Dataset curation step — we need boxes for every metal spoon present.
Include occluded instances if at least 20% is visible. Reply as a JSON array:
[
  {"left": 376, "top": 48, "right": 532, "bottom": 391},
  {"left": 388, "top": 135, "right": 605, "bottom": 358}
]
---------------
(PROBLEM DETAILS) So that nothing is lost, please repeat all of the entries exactly.

(OUTPUT FOR THIS TASK)
Dataset curation step — we need boxes for every metal spoon present.
Include occluded instances if at least 20% is visible. Reply as a JSON array:
[
  {"left": 376, "top": 48, "right": 532, "bottom": 391},
  {"left": 388, "top": 135, "right": 605, "bottom": 358}
]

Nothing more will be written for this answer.